═════ DATA IN THIS EXERCISE ═════
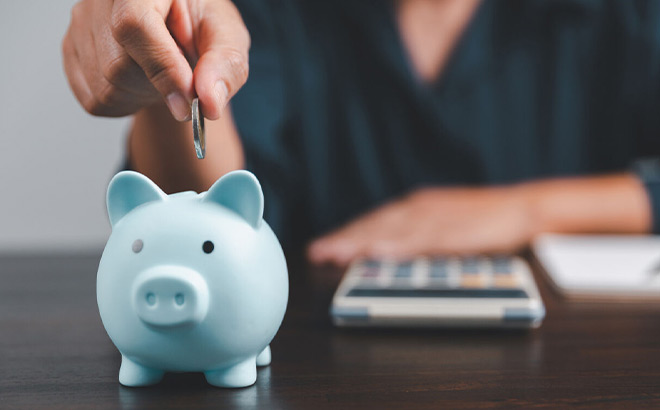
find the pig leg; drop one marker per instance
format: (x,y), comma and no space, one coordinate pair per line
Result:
(264,357)
(242,374)
(132,374)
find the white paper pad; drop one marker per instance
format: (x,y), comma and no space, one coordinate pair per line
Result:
(601,266)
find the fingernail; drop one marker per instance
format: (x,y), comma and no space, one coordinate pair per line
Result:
(179,106)
(221,93)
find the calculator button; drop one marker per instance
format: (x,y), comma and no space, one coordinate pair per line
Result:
(473,281)
(501,265)
(404,270)
(439,269)
(371,264)
(470,265)
(505,281)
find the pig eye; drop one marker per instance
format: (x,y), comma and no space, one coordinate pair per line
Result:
(207,247)
(137,245)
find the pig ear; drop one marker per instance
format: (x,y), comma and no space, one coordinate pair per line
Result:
(128,190)
(241,192)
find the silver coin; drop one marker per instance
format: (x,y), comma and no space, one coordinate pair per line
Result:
(198,129)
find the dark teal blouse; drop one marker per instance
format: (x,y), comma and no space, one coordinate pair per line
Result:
(334,120)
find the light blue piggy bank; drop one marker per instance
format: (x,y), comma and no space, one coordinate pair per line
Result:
(191,282)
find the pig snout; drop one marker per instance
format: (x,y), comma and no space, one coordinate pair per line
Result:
(168,296)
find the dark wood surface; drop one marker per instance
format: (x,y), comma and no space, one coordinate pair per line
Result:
(54,353)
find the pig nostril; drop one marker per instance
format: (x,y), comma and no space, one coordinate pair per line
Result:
(151,299)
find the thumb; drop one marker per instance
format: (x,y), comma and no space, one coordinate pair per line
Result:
(139,26)
(222,69)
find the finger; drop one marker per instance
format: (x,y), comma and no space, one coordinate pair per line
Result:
(100,97)
(140,28)
(74,73)
(223,44)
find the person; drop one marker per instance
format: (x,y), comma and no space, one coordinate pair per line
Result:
(391,128)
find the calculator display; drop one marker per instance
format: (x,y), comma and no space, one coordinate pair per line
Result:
(437,293)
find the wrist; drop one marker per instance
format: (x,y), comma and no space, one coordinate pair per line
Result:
(604,204)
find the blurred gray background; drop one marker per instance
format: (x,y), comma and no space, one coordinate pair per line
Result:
(55,159)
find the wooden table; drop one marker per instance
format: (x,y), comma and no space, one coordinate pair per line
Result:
(54,353)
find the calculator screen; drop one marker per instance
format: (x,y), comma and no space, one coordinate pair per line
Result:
(437,293)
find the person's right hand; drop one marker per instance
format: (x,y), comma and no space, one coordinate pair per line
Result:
(123,55)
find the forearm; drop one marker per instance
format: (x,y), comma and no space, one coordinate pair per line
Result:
(605,204)
(163,149)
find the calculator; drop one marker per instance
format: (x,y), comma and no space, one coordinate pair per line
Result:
(439,292)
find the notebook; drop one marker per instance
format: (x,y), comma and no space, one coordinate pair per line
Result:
(601,266)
═════
REQUIRED WORK> Report only the number of lines, among the records above, that contain the word "calculator".

EXERCISE SOLUTION> 4